═══ EXCERPT ═══
Canadian Natural Resources Limited
53
 
 

 
 
NOTES TO THE CONSOLIDATED FINANCIAL STATEMENTS
 
 (tabular amounts in millions of Canadian dollars, unless otherwise stated, unaudited)
 
1. ACCOUNTING POLICIES
 
Canadian Natural Resources Limited (the “Company”) is a senior independent crude oil and natural gas exploration, development and production company. The Company’s exploration and production operations are focused in North America, largely in Western Canada; the United Kingdom (“UK”) portion of the North Sea; and Côte d’Ivoire, Gabon, and South Africa in Offshore Africa.
 
The Horizon Oil Sands Mining and Upgrading segment (“Horizon”) produces synthetic crude oil through bitumen mining and upgrading operations.
 
Within Western Canada, the Company maintains certain midstream activities that include pipeline operations, an electricity co-generation system and an investment in the North West Redwater Partnership ("Redwater Partnership"), a general partnership formed in the Province of Alberta.
 
The Company was incorporated in Alberta, Canada. The address of its registered office is 2100, 855-2 Street S.W., Calgary, Alberta, Canada.
 
These interim consolidated financial statements and the related notes have been prepared in accordance with International Financial Reporting Standards (“IFRS”) as issued by the International Accounting Standards Board (“IASB”), applicable to the preparation of interim financial statements, including International Accounting Standard (“IAS”) 34, “Interim Financial Reporting”, following the same accounting policies as the audited consolidated financial statements of the Company as at December 31, 2013, except as discussed in note 2. These interim consolidated financial statements contain disclosures that are supplemental to the Company’s annual audited consolidated financial statements. Certain disclosures that are normally required to be included in the notes to the annual audited consolidated financial statements have been condensed. These interim consolidated financial statements should be read in conjunction with the Company’s audited consolidated financial statements and notes thereto for the year ended December 31, 2013.
 
2. CHANGES IN ACCOUNTING POLICIES
 
Effective January 1, 2014, the Company adopted the version of IFRS 9 “Financial Instruments” issued in November 2013. IFRS 9 replaced the sections of IAS 39 “Financial Instruments: Recognition and Measurement” that relate to the classification and measurement of financial instruments and hedge accounting.
═══
**OBJECTIVES:**
A. In the accounting notes, why should the interim consolidated financial statements be read together with the audited statements for the year ended December 31, 2013?
B. Extend the accounting notes on Canadian Natural Resources Limited, starting after the sentence that ends "and hedge accounting."
═══ GIVEN DATA ═══
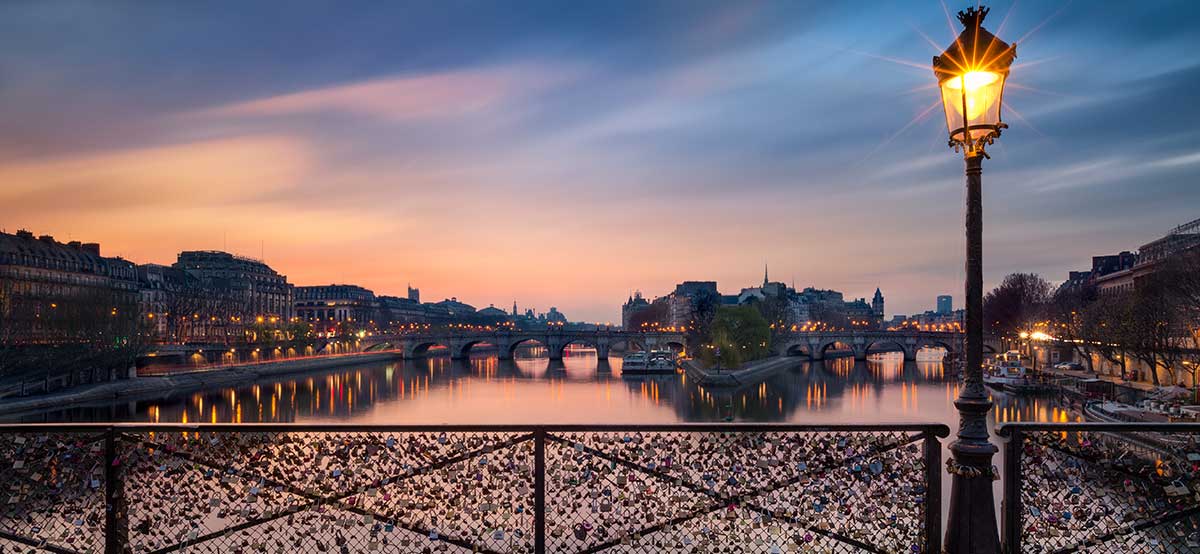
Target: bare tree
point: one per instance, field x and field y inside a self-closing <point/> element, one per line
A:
<point x="1068" y="312"/>
<point x="1108" y="327"/>
<point x="1015" y="303"/>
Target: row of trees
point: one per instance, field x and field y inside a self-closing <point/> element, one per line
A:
<point x="1157" y="321"/>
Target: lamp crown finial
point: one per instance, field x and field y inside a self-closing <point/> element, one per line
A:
<point x="972" y="17"/>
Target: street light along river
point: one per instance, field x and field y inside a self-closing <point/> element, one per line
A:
<point x="580" y="390"/>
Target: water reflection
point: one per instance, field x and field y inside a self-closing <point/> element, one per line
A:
<point x="579" y="389"/>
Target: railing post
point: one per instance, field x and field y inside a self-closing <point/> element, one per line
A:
<point x="115" y="523"/>
<point x="1011" y="506"/>
<point x="539" y="491"/>
<point x="933" y="452"/>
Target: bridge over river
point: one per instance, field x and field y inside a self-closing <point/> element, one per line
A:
<point x="813" y="344"/>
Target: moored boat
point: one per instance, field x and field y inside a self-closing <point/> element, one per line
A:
<point x="1008" y="374"/>
<point x="654" y="362"/>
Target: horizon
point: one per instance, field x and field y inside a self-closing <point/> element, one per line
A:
<point x="567" y="157"/>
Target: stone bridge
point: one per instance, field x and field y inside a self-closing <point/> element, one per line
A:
<point x="811" y="344"/>
<point x="553" y="339"/>
<point x="815" y="344"/>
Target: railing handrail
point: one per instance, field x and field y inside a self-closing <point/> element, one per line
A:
<point x="1006" y="429"/>
<point x="936" y="429"/>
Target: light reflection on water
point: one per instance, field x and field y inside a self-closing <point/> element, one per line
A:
<point x="581" y="389"/>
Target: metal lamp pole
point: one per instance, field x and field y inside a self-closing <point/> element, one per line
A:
<point x="971" y="76"/>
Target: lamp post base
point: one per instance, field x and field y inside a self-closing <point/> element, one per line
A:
<point x="971" y="528"/>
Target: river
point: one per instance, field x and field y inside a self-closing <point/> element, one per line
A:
<point x="581" y="389"/>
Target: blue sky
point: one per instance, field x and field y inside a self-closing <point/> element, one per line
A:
<point x="564" y="154"/>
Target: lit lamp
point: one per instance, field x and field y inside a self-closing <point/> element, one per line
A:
<point x="971" y="76"/>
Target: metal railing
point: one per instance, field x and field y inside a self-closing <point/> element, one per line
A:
<point x="1102" y="487"/>
<point x="160" y="488"/>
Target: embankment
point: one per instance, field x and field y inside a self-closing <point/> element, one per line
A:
<point x="184" y="381"/>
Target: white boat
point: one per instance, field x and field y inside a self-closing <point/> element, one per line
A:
<point x="1006" y="369"/>
<point x="1007" y="373"/>
<point x="640" y="362"/>
<point x="1175" y="444"/>
<point x="635" y="361"/>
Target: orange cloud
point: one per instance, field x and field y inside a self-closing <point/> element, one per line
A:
<point x="217" y="170"/>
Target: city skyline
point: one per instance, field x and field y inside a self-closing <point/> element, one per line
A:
<point x="567" y="157"/>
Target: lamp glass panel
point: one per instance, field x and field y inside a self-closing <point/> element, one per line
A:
<point x="979" y="92"/>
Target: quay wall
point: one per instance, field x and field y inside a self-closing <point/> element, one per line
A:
<point x="184" y="381"/>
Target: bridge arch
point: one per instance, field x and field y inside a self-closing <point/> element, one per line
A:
<point x="934" y="343"/>
<point x="463" y="349"/>
<point x="625" y="344"/>
<point x="837" y="342"/>
<point x="797" y="349"/>
<point x="516" y="342"/>
<point x="875" y="345"/>
<point x="421" y="348"/>
<point x="379" y="347"/>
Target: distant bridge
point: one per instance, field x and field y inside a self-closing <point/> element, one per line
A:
<point x="507" y="342"/>
<point x="813" y="344"/>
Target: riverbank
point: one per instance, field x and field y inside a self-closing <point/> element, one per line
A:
<point x="745" y="374"/>
<point x="184" y="383"/>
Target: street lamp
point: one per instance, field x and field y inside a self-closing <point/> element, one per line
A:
<point x="971" y="74"/>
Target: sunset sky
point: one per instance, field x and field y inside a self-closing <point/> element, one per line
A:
<point x="565" y="154"/>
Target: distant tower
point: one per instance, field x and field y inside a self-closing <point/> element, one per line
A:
<point x="945" y="305"/>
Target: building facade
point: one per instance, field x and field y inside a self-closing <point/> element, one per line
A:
<point x="945" y="305"/>
<point x="249" y="289"/>
<point x="64" y="293"/>
<point x="336" y="303"/>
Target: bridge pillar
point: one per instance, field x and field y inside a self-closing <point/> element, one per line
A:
<point x="555" y="348"/>
<point x="457" y="349"/>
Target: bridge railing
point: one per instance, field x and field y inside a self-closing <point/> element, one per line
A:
<point x="1102" y="487"/>
<point x="159" y="488"/>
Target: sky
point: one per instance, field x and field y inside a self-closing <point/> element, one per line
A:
<point x="567" y="154"/>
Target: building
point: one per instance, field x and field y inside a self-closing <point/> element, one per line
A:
<point x="492" y="314"/>
<point x="635" y="303"/>
<point x="401" y="311"/>
<point x="555" y="315"/>
<point x="945" y="305"/>
<point x="172" y="302"/>
<point x="455" y="308"/>
<point x="249" y="288"/>
<point x="1120" y="272"/>
<point x="64" y="293"/>
<point x="336" y="303"/>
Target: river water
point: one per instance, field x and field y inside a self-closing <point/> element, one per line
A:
<point x="581" y="389"/>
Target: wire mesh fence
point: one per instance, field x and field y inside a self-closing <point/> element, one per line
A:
<point x="162" y="488"/>
<point x="1102" y="488"/>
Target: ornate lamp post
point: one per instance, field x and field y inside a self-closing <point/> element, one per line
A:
<point x="971" y="76"/>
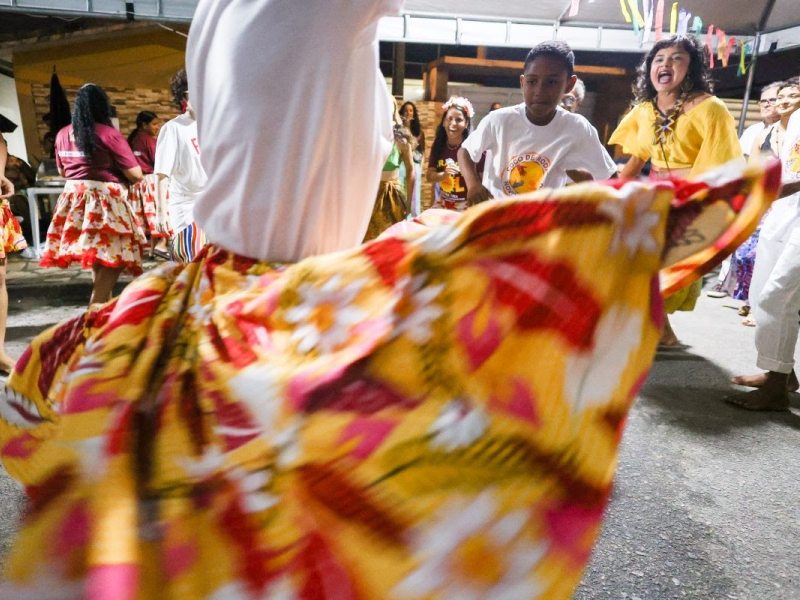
═══
**EXERCISE ANSWERS:**
A. The interim statements only supplement the annual audited statements, and some disclosures that the annual notes normally include have been condensed. A reader therefore needs the audited statements and their notes for the full information.

B.
 
IFRS 9 replaced the multiple classification and measurement models for financial assets with a new model that has only two measurement categories: amortized cost and fair value through profit or loss. This determination is made at initial recognition. For financial liabilities, the new standard retained most of the IAS 39 requirements. The main change arose in cases where the Company chose to designate a financial liability as fair value through profit or loss. In these situations, the portion of the fair value change related to the Company’s own credit risk is recognized in other comprehensive income rather than net earnings.  As a result of adopting IFRS 9, all of the Company’s financial assets as at December 31, 2013 were reclassified from loans and receivables at amortized cost to financial assets at amortized cost. There were no changes to the classifications of the Company’s financial liabilities. In addition, there were no changes in the carrying values of the Company’s financial instruments as a result of the adoption of IFRS 9. The classification and measurement guidance was adopted retrospectively in accordance with the transition provisions of IFRS 9.
 
The Company also adopted the new hedge accounting guidance in IFRS 9. The new hedge accounting guidance replaced strict quantitative tests of effectiveness with less restrictive assessments of how well the hedging instrument accomplishes the Company’s risk management objectives for financial and non-financial risk exposures. IFRS 9 also allows the Company to hedge risk components of non-financial items which meet certain measurability or identifiable characteristics.
 
Upon adoption of IFRS 9, all of the Company’s existing hedging relationships that qualified for hedge accounting under IAS 39 were reassessed with respect to the new hedge accounting requirements in IFRS 9. The hedging relationships were continued under IFRS 9. The hedge accounting requirements in IFRS 9 were applied prospectively in accordance with the transition provisions of IFRS 9.
 
After adoption of IFRS 9, the Company’s accounting policies are substantially the same as at December 31, 2013, except for the change in financial asset categories as discussed above.
 
Effective January 1, 2014, the Company adopted an amendment to IAS 32 “Financial instruments: Presentation” relating to offsetting financial assets and financial liabilities. This amendment clarifies that the right of set-off must not be contingent on a future event. The amendment did not have a significant impact on the Company’s consolidated financial statements.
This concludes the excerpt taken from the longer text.